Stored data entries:

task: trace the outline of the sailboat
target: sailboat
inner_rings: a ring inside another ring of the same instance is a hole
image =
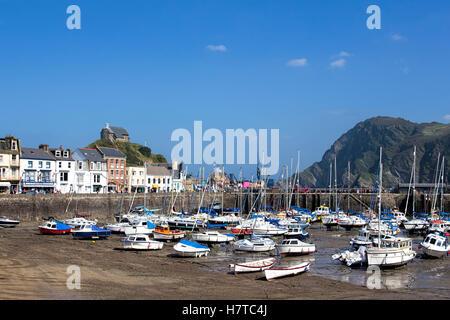
[[[414,259],[416,252],[412,250],[412,240],[403,237],[381,237],[381,195],[383,190],[383,163],[382,147],[380,147],[380,183],[378,202],[378,241],[377,247],[369,247],[366,250],[369,266],[396,267],[407,264]]]

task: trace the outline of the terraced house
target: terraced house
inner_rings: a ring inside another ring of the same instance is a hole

[What to work on]:
The entries above should be retyped exactly, minus any pictures.

[Finished exercise]:
task: trace the outline of the sailboat
target: sailboat
inner_rings: a ring inside another ring of the same instance is a hole
image =
[[[414,259],[416,252],[412,250],[412,240],[403,237],[381,237],[381,195],[383,190],[383,163],[382,147],[380,147],[380,183],[378,202],[378,241],[377,247],[369,247],[366,250],[369,266],[396,267],[407,264]]]

task: trace the outline of the terraced house
target: terraced house
inner_rings: a ring inside another ring of the same instance is a hole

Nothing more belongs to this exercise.